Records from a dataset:
-- start --

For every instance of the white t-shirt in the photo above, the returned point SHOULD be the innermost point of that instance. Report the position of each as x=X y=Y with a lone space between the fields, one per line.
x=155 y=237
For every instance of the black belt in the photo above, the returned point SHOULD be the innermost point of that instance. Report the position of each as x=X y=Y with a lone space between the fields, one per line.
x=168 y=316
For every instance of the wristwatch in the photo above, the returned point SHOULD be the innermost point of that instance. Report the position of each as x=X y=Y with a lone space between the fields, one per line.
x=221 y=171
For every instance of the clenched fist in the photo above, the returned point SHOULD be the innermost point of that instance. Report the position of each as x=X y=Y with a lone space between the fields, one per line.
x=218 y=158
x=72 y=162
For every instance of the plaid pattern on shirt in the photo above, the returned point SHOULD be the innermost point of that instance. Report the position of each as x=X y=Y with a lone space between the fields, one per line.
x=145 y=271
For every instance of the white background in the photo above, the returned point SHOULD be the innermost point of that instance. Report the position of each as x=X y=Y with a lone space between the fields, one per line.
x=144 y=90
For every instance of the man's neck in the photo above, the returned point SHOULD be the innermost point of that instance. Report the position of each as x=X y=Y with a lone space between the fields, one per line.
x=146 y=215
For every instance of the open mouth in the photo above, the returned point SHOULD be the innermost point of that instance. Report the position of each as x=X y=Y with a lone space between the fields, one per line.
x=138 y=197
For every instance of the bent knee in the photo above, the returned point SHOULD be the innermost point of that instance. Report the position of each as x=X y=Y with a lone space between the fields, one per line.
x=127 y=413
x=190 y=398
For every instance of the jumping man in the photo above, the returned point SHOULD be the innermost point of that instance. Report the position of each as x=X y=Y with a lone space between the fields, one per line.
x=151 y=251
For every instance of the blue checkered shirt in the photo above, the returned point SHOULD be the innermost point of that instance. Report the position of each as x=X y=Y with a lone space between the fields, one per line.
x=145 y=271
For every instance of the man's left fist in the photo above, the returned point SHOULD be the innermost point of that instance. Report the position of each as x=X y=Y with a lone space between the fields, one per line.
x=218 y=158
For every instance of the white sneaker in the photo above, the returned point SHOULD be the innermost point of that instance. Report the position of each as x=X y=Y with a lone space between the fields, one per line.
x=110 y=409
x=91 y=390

-- end --

(Work to do)
Rewrite the listing as a two-column CSV with the headers text and answer, one row for each text-and-answer pair, covering the whole listing. Put each field in quotes and replace any line breaks inside it with spaces.

(Finished task)
text,answer
"For every instance of the white t-shirt in the photo above, the returned point SHOULD be the innermost point of that instance. Report the position of each as x=X y=Y with a lone space between the fields, one per line.","x=155 y=237"
"For every instance of the black belt in the photo above, the returned point SHOULD be the innermost point of that instance. Report the position of each as x=X y=Y with a lone space between the fields, one per line.","x=168 y=316"
"For every instance of the wristwatch in the photo above, the returned point SHOULD be the innermost point of that instance. Report the position of each as x=X y=Y with a lone space between the fields, one per line.","x=221 y=171"
"For every instance of the clenched fist in the photo above, the returned point SHOULD be the innermost point of that instance. Report the position of each as x=X y=Y with a lone space between the fields, one per line.","x=218 y=158 x=72 y=162"
"For every instance of the plaid pattern on shirt in the photo above, the returned point SHOULD be the innermost point of that instance. Report the position of each as x=X y=Y with a lone space between the fields, one per line.","x=145 y=271"
"For every instance of the white background in the photo above, the returned point SHOULD be the innermost point of that instance. Report the position of each as x=X y=Y with a lone space between the fields, one per line.","x=144 y=90"
"For every instance of the man's neck in the photo above, the returned point SHOULD be the innermost point of that instance. Report the position of each as x=X y=Y with a lone space between the fields, one per line.","x=146 y=215"
"For every instance of the open mouth in the photo above, the returned point SHOULD be the innermost point of that instance. Report the position of each as x=X y=Y with a lone space between the fields, one per line.","x=138 y=197"
"For every instance of the bent knee in the photo above, the returned point SHOULD be the innermost point of that instance. Report the position of each as x=X y=Y with a lone space between the fields, one per line.","x=127 y=413 x=190 y=398"
"For every instance of the jumping man in the photo above, the returned point SHOULD be the innermost point of that instance. Report the position of each as x=X y=Y with a lone space between the fields, one per line.","x=151 y=251"
"For every instance of the blue checkered shirt in the photo above, the returned point SHOULD be the innermost point of that instance. Report the position of each as x=X y=Y with a lone space between the fields, one per line.","x=145 y=271"
"For every instance of the man's left fist in the photo above, the returned point SHOULD be the innermost point of that instance. Report the position of each as x=X y=Y with a lone space between the fields, one per line.","x=218 y=158"
"For every instance of the white sneaker in the photo above, the returned point SHOULD be the innermost point of that instance. Report the position of each as x=X y=Y with a lone space between the fields, one per line.","x=110 y=409 x=91 y=390"